Within a year, following months of painfully slow rehabilitation, Ballard was back in the tack. There was just one problem. She didn’t have a Grand Prix mount. She took a chance and approached fellow rider Keean White about a horse in his stable named Appy Cara.
“I called Keean and was like, ‘Sooooo, what are you doing with Appy while you’re at Spruce Meadows?” she laughs.
White agreed to give her the ride for a few weeks. It proved an instant match. Ballard and Appy Cara pulled in top 10 results in their first two FEI ranking classes together. In a year and a half that followed, the Toronto-based rider climbed some 3000 points up the world rankings to the #122 spot, earning a spot on the Canadian Nations Cup team in Mexico with Appy Cara.
Then, in December of last year, the horse that brought her back from the brink of retirement to the international stage was sold to Argentinian rider Ramiro Quintana.
What has Appy Cara meant to your career?
I didn’t have anything to do with the purchase of Appy. He wasn’t bought for me. The stars and the moon and everything aligned and I got the ride. That horse, for sure, changed my life. I got him after getting hurt. I existed nowhere in the world [rankings]. I didn’t know if I was ever going to be a jumper rider again. It was 10 years since [my former Grand Prix horse] Robin van Rossendael was at his best. It was a 10-year gap from when I rode on the team in Wellington and when I rode on the team in Mexico.
So, that’s a lot of years and a lot of horses that weren’t quite good enough and didn’t quite make it. Appy changed my life. Robin changed my life. Appy changed my life again. I owe basically the last two years of my success to that horse.
Did you consider making a bid for the Canadian Olympic team?

- [Data excerpts]:
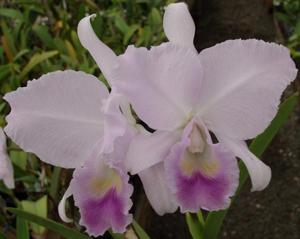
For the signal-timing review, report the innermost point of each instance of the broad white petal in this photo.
(163, 83)
(148, 150)
(6, 169)
(179, 26)
(62, 206)
(102, 54)
(58, 117)
(242, 85)
(156, 189)
(259, 172)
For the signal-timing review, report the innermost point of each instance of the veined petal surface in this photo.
(58, 117)
(179, 25)
(6, 169)
(242, 85)
(162, 84)
(146, 150)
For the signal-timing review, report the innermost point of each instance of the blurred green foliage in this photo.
(287, 13)
(39, 36)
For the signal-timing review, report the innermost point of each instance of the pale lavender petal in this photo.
(179, 26)
(205, 180)
(6, 169)
(162, 83)
(259, 172)
(58, 117)
(148, 150)
(157, 190)
(102, 194)
(115, 123)
(242, 85)
(62, 206)
(102, 54)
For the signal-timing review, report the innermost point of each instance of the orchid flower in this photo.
(65, 118)
(6, 169)
(231, 91)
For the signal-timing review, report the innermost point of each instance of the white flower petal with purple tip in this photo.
(234, 90)
(157, 190)
(102, 194)
(201, 174)
(6, 169)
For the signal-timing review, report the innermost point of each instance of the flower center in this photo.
(103, 183)
(199, 156)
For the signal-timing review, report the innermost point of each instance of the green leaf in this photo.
(195, 227)
(130, 31)
(19, 158)
(155, 19)
(60, 229)
(214, 220)
(55, 182)
(22, 228)
(43, 33)
(139, 230)
(38, 208)
(116, 235)
(9, 12)
(35, 60)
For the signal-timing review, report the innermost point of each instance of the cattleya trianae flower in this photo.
(201, 107)
(6, 169)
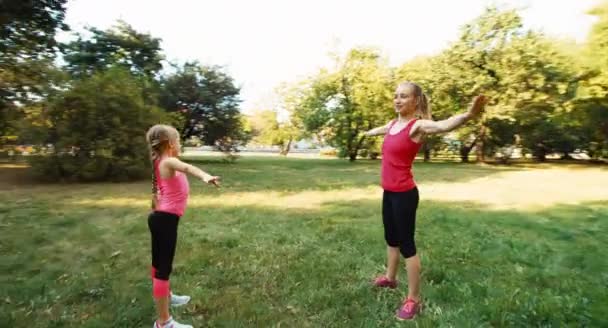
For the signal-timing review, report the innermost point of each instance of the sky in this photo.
(262, 43)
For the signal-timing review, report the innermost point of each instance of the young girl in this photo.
(402, 140)
(170, 191)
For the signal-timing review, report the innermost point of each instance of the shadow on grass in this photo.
(261, 266)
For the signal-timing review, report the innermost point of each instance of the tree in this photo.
(96, 130)
(28, 27)
(121, 45)
(591, 103)
(268, 130)
(27, 49)
(344, 103)
(208, 100)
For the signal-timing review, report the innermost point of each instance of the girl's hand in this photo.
(214, 180)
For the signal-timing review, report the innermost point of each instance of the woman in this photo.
(402, 140)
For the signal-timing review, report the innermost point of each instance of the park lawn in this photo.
(296, 242)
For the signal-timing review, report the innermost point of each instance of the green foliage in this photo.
(344, 103)
(140, 53)
(96, 131)
(27, 49)
(208, 101)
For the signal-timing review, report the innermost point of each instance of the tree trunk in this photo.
(285, 150)
(464, 153)
(479, 149)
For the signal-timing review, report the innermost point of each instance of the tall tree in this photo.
(353, 98)
(208, 100)
(27, 49)
(121, 45)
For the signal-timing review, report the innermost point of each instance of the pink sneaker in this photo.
(384, 282)
(409, 310)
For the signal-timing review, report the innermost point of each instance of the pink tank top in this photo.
(172, 192)
(398, 153)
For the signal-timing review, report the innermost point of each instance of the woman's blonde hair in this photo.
(423, 103)
(159, 138)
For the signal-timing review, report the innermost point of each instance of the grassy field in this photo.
(296, 242)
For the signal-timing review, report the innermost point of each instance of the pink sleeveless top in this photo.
(172, 192)
(398, 153)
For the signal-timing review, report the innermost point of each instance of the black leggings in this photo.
(399, 218)
(163, 228)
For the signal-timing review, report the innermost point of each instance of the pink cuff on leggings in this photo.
(160, 288)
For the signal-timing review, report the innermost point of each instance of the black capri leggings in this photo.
(399, 218)
(163, 228)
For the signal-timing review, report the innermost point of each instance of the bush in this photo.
(328, 152)
(97, 131)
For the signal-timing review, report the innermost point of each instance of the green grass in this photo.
(295, 243)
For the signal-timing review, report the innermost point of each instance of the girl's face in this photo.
(405, 100)
(175, 147)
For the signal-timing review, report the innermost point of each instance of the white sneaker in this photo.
(177, 300)
(170, 324)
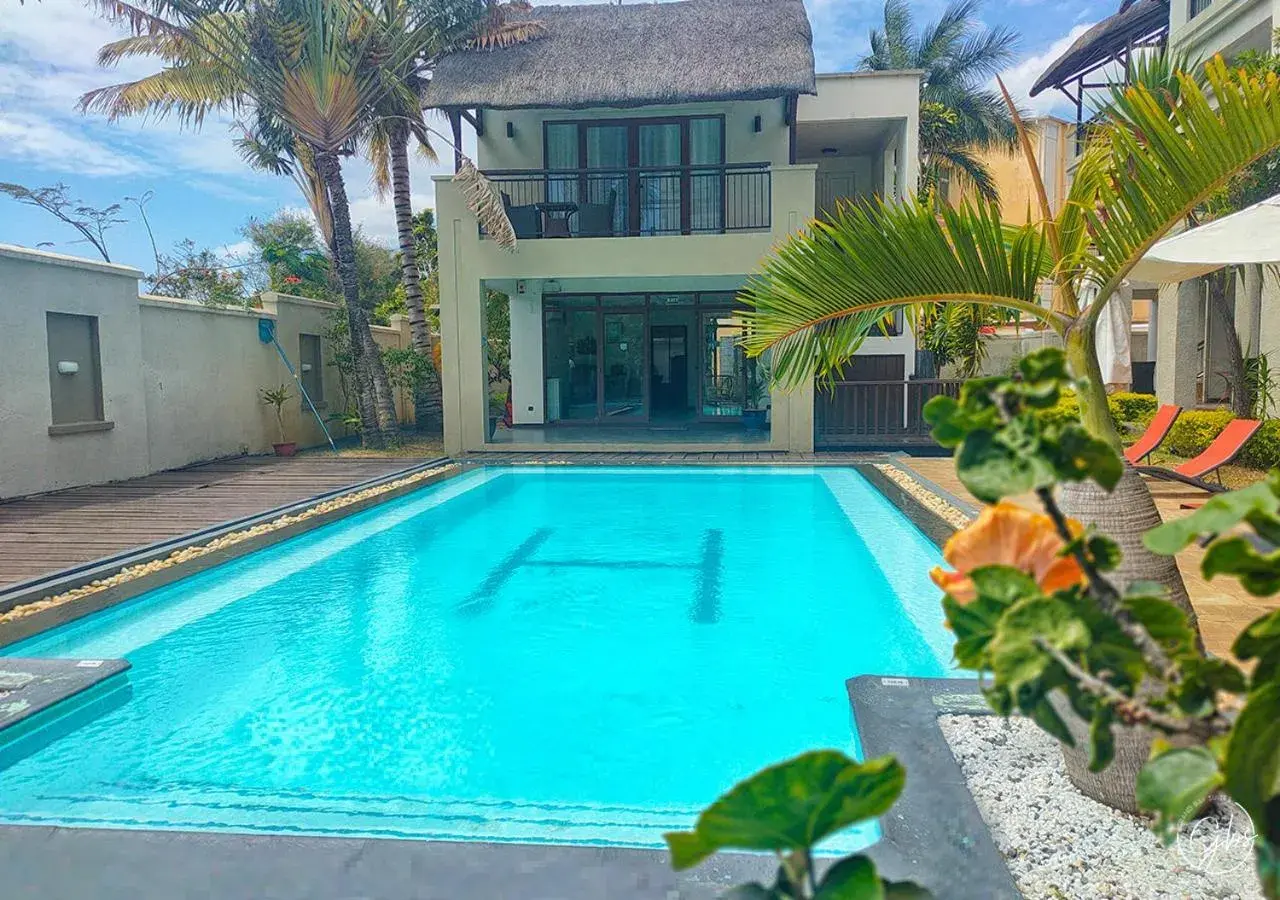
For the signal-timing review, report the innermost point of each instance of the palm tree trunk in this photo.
(1242, 398)
(1125, 515)
(374, 394)
(428, 402)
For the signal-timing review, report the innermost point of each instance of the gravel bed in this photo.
(1061, 845)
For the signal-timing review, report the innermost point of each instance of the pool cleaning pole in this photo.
(266, 334)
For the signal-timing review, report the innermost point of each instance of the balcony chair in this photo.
(595, 220)
(525, 220)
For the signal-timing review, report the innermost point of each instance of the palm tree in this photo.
(314, 69)
(1160, 149)
(496, 24)
(1155, 155)
(958, 113)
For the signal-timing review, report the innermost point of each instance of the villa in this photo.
(643, 195)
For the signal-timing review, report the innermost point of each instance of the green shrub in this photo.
(1264, 448)
(1136, 409)
(1194, 430)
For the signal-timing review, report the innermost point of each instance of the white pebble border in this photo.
(1061, 845)
(951, 515)
(222, 543)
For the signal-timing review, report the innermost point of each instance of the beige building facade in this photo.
(641, 208)
(99, 383)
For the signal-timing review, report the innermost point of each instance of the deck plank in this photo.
(48, 533)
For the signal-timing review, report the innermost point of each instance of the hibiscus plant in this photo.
(1036, 612)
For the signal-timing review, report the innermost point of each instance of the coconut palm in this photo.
(492, 24)
(959, 114)
(315, 69)
(1147, 164)
(1159, 150)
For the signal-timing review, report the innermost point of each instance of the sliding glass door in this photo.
(661, 176)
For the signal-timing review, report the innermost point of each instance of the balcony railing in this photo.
(877, 414)
(634, 202)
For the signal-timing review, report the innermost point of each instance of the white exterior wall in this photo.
(31, 460)
(181, 379)
(1225, 27)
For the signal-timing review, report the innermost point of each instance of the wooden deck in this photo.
(53, 531)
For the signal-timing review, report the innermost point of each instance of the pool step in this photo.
(218, 808)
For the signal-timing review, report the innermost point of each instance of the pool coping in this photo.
(184, 556)
(935, 836)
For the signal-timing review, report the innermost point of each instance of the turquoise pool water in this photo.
(568, 656)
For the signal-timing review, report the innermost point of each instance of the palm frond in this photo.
(819, 293)
(1153, 161)
(481, 199)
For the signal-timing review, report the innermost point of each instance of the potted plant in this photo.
(277, 398)
(757, 412)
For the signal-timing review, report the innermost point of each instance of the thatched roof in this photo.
(1136, 21)
(638, 54)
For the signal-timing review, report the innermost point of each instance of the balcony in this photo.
(638, 202)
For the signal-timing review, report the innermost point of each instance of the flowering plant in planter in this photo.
(1034, 608)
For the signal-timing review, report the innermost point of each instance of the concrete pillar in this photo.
(1179, 336)
(528, 394)
(1248, 309)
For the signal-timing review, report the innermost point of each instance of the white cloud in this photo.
(32, 138)
(1020, 78)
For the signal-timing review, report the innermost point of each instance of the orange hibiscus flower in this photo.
(1008, 535)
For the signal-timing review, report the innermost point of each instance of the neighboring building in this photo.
(649, 156)
(1203, 28)
(1052, 141)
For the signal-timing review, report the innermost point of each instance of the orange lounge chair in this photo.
(1155, 434)
(1225, 447)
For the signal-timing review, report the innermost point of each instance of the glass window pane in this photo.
(705, 141)
(624, 364)
(562, 146)
(723, 365)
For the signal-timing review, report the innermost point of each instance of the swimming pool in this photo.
(581, 656)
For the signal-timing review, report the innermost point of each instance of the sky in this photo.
(202, 191)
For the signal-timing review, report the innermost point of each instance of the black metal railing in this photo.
(864, 414)
(632, 202)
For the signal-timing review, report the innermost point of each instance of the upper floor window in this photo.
(640, 176)
(74, 369)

- [Task description]: Reproduce the excerpt on Ballard and Appy Cara above word for word, from its first sentence to its last.

- [Written answer]:
Within a year, following months of painfully slow rehabilitation, Ballard was back in the tack. There was just one problem. She didn’t have a Grand Prix mount. She took a chance and approached fellow rider Keean White about a horse in his stable named Appy Cara.
“I called Keean and was like, ‘Sooooo, what are you doing with Appy while you’re at Spruce Meadows?” she laughs.
White agreed to give her the ride for a few weeks. It proved an instant match. Ballard and Appy Cara pulled in top 10 results in their first two FEI ranking classes together. In a year and a half that followed, the Toronto-based rider climbed some 3000 points up the world rankings to the #122 spot, earning a spot on the Canadian Nations Cup team in Mexico with Appy Cara.
Then, in December of last year, the horse that brought her back from the brink of retirement to the international stage was sold to Argentinian rider Ramiro Quintana.
What has Appy Cara meant to your career?
I didn’t have anything to do with the purchase of Appy. He wasn’t bought for me. The stars and the moon and everything aligned and I got the ride. That horse, for sure, changed my life. I got him after getting hurt. I existed nowhere in the world [rankings]. I didn’t know if I was ever going to be a jumper rider again. It was 10 years since [my former Grand Prix horse] Robin van Rossendael was at his best. It was a 10-year gap from when I rode on the team in Wellington and when I rode on the team in Mexico.
So, that’s a lot of years and a lot of horses that weren’t quite good enough and didn’t quite make it. Appy changed my life. Robin changed my life. Appy changed my life again. I owe basically the last two years of my success to that horse.
Did you consider making a bid for the Canadian Olympic team?